[Data drawn from a collection]
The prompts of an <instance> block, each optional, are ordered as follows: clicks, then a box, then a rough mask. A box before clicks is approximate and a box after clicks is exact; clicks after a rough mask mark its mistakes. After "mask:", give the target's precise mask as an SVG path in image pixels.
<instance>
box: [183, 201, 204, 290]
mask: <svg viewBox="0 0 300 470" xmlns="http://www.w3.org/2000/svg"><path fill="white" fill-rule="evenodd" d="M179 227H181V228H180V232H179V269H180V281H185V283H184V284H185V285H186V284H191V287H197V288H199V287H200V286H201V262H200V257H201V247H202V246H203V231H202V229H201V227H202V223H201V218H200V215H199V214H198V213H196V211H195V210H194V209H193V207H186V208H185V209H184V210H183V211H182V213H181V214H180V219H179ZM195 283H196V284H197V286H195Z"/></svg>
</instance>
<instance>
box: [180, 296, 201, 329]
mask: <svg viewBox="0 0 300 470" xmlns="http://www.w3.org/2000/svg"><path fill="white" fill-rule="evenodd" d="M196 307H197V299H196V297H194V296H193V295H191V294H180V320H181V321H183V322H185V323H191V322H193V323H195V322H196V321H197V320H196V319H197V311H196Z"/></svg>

TASK STATEMENT: Turn the records from the beginning through the line containing "box: [183, 201, 204, 290]" into a Markdown table with the columns Row and Line. Give each line its own row and leave out blank lines.

ANSWER FOR THE TASK:
| Row | Line |
|---|---|
| 1 | The prompts of an <instance> block, each optional, are ordered as follows: clicks, then a box, then a rough mask. A box before clicks is approximate and a box after clicks is exact; clicks after a rough mask mark its mistakes. After "mask:", give the target's precise mask as an SVG path in image pixels. |
| 2 | <instance> |
| 3 | box: [183, 201, 204, 290] |